Challenge: List every line in the items below that contains the word "blurred", matching its case exactly.
===== Material =====
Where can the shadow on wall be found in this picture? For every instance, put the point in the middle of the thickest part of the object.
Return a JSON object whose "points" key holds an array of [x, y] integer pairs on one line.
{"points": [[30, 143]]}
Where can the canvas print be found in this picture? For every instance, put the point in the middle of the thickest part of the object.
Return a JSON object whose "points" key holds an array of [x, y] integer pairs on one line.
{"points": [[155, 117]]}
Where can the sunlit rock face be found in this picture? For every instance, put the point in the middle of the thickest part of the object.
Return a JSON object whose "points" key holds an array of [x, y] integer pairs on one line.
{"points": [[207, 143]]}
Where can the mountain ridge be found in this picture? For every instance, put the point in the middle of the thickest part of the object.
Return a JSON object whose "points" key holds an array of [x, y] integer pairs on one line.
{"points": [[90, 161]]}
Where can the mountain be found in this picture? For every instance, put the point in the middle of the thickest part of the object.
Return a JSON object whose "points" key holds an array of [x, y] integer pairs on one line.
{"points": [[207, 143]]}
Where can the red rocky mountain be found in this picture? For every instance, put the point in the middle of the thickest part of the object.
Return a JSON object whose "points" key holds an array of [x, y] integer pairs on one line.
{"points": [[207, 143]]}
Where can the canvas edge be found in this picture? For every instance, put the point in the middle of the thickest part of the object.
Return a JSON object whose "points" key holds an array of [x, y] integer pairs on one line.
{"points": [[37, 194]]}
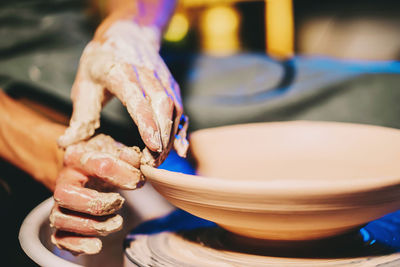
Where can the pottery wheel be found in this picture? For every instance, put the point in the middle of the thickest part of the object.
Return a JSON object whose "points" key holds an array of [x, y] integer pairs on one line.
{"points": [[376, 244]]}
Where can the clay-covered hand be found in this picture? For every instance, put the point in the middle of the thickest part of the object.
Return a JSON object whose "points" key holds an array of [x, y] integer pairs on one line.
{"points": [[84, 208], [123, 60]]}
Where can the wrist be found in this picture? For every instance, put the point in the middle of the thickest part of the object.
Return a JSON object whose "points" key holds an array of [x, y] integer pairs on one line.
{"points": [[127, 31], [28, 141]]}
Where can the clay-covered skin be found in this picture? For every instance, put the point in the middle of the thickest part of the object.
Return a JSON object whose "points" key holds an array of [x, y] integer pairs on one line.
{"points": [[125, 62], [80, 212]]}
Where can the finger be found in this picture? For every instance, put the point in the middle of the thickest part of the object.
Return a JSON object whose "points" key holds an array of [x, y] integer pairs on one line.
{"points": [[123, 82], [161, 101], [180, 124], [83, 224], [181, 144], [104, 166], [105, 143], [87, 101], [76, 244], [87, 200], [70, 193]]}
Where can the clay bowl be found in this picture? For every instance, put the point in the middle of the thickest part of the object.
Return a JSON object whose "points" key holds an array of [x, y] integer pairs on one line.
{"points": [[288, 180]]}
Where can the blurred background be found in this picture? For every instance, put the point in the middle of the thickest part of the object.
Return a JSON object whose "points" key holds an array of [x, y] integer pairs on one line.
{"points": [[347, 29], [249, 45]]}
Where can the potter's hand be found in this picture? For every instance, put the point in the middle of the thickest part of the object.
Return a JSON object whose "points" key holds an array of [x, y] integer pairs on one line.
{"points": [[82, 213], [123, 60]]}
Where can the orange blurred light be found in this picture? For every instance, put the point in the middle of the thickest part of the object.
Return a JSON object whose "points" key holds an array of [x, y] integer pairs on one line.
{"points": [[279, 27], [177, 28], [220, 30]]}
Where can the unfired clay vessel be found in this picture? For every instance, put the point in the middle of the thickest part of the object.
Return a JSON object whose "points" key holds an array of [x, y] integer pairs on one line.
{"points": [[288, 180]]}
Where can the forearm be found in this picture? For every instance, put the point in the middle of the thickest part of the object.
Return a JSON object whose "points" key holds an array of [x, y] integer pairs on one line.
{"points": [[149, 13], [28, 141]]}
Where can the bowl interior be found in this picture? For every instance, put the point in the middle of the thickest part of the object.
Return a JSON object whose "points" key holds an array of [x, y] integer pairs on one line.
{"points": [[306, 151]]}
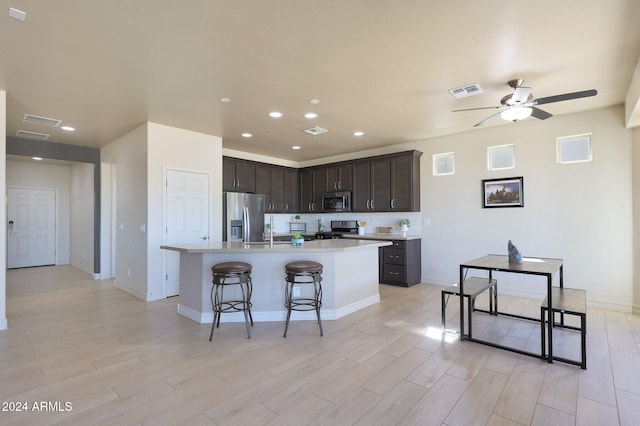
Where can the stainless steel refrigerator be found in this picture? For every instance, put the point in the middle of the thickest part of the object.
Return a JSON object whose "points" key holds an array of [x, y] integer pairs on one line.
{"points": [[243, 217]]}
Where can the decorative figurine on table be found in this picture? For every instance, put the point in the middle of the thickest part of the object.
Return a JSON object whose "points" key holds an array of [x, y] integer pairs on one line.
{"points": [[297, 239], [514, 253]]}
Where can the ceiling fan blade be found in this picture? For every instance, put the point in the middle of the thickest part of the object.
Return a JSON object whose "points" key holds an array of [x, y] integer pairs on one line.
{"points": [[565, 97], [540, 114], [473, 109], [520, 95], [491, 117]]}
=====
===== Material =====
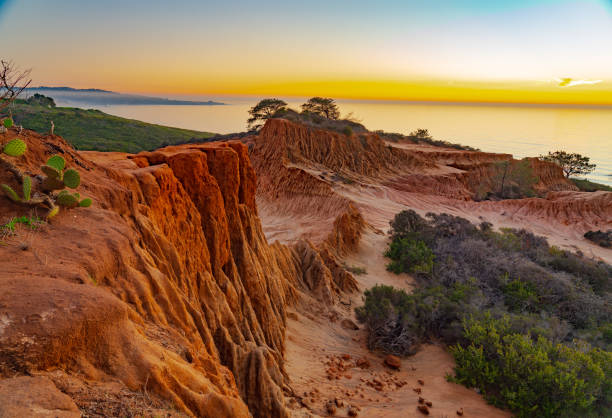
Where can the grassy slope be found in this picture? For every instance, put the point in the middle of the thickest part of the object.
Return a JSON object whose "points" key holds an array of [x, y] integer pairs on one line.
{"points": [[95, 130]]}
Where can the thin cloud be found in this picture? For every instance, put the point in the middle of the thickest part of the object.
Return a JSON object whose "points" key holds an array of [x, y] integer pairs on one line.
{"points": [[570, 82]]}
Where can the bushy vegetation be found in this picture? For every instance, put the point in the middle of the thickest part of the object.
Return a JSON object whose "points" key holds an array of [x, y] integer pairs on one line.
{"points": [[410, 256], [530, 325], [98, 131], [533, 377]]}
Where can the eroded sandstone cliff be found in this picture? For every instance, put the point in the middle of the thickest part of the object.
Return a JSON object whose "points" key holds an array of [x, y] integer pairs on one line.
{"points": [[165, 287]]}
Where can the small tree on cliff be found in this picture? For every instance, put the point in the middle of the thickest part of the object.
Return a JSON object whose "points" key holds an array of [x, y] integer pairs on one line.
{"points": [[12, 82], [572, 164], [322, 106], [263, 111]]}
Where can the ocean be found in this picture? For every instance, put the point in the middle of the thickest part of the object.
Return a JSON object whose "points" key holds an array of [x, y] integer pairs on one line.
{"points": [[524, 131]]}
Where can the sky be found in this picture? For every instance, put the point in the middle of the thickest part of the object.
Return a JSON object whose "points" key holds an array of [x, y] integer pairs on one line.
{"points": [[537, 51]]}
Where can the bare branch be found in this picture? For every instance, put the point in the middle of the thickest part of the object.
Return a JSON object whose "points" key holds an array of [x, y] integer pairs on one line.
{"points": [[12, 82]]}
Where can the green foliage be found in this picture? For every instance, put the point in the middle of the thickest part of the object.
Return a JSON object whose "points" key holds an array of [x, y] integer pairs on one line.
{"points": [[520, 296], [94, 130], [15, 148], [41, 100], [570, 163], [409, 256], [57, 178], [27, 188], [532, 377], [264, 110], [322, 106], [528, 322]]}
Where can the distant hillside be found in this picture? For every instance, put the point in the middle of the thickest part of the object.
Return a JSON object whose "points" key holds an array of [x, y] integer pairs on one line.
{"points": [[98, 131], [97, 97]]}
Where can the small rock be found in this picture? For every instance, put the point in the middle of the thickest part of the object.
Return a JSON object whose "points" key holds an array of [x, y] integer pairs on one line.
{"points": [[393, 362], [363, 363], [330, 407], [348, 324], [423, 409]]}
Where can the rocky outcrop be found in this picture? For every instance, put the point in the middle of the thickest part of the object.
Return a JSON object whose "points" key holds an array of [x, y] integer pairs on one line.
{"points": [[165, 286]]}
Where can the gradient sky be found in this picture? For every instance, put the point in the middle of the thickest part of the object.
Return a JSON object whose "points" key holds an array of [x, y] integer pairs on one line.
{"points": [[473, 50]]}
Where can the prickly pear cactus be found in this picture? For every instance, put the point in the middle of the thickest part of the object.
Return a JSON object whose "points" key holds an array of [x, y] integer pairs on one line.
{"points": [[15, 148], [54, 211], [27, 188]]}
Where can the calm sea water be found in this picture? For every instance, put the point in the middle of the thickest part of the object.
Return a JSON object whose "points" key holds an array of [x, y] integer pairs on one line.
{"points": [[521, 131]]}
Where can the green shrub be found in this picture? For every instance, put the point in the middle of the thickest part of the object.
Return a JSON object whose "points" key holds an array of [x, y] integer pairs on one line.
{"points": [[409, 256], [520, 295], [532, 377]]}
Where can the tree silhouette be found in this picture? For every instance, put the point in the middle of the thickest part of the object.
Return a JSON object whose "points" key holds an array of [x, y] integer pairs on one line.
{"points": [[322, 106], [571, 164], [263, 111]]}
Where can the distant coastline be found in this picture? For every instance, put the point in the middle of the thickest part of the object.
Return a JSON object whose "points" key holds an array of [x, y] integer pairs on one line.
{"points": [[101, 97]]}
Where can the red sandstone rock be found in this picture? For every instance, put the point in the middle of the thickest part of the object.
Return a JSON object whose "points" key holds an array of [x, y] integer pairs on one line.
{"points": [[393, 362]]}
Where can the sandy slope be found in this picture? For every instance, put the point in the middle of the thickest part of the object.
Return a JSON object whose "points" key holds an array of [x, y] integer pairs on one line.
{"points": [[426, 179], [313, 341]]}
=====
Task answer:
Where can the blurred background be found in this picture? For every instance, put the point in the middle of the thickest part of the object.
Where can the orange blurred light be found in this picture? For every instance, put the point in the middle of the thickest part of the object.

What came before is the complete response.